■ What to do:
Put the part of the records that opens with the line containing "Mark one point per instance of the white wall." and runs through the end of the records, both ends included, into a two-column CSV with columns named text and answer, one row per record. Give each field in quotation marks, with line breaks turned into spaces.

■ Given entries:
>>>>>
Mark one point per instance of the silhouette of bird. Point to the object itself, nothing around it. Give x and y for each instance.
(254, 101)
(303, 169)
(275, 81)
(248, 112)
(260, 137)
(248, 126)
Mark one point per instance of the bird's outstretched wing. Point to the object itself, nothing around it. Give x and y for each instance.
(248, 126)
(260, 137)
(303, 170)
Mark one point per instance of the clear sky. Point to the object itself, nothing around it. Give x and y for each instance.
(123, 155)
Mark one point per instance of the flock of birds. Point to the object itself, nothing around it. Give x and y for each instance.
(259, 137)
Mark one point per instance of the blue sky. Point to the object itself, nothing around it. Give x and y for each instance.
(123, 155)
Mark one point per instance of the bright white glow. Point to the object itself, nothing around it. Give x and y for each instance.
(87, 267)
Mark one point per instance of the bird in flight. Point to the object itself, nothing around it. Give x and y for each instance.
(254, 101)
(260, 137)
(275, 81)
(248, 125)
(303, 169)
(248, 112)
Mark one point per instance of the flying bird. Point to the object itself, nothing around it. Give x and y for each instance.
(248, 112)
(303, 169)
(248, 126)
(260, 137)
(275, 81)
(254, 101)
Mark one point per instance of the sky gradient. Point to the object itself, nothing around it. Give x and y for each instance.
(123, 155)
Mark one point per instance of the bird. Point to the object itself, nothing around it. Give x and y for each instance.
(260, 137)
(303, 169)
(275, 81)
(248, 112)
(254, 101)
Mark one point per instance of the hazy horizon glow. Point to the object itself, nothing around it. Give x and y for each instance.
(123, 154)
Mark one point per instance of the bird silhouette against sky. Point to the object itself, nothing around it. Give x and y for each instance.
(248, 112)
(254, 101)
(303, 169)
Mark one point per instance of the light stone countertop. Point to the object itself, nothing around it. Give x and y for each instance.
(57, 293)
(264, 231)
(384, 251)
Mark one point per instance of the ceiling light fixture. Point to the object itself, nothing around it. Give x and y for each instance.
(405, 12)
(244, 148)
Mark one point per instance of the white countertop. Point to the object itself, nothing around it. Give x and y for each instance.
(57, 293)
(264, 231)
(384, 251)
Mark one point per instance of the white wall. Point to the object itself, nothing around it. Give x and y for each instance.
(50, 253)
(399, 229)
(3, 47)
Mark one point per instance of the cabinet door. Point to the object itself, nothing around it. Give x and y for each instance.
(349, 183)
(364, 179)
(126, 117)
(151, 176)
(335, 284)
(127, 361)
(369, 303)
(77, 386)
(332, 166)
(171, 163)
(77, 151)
<<<<<
■ Task response:
text,answer
"Mark one point per instance of the white wall. Point to the object itself, nothing around it. Give x and y for each instance.","(50, 253) (399, 229) (3, 47)"
"Mark one point per instance of the cabinet door. Point to the object itself, nothing around it. Give x and y for each instance.","(349, 183) (364, 179) (126, 117) (151, 176) (335, 284) (127, 361) (369, 303) (77, 386) (332, 166) (171, 163) (77, 151)"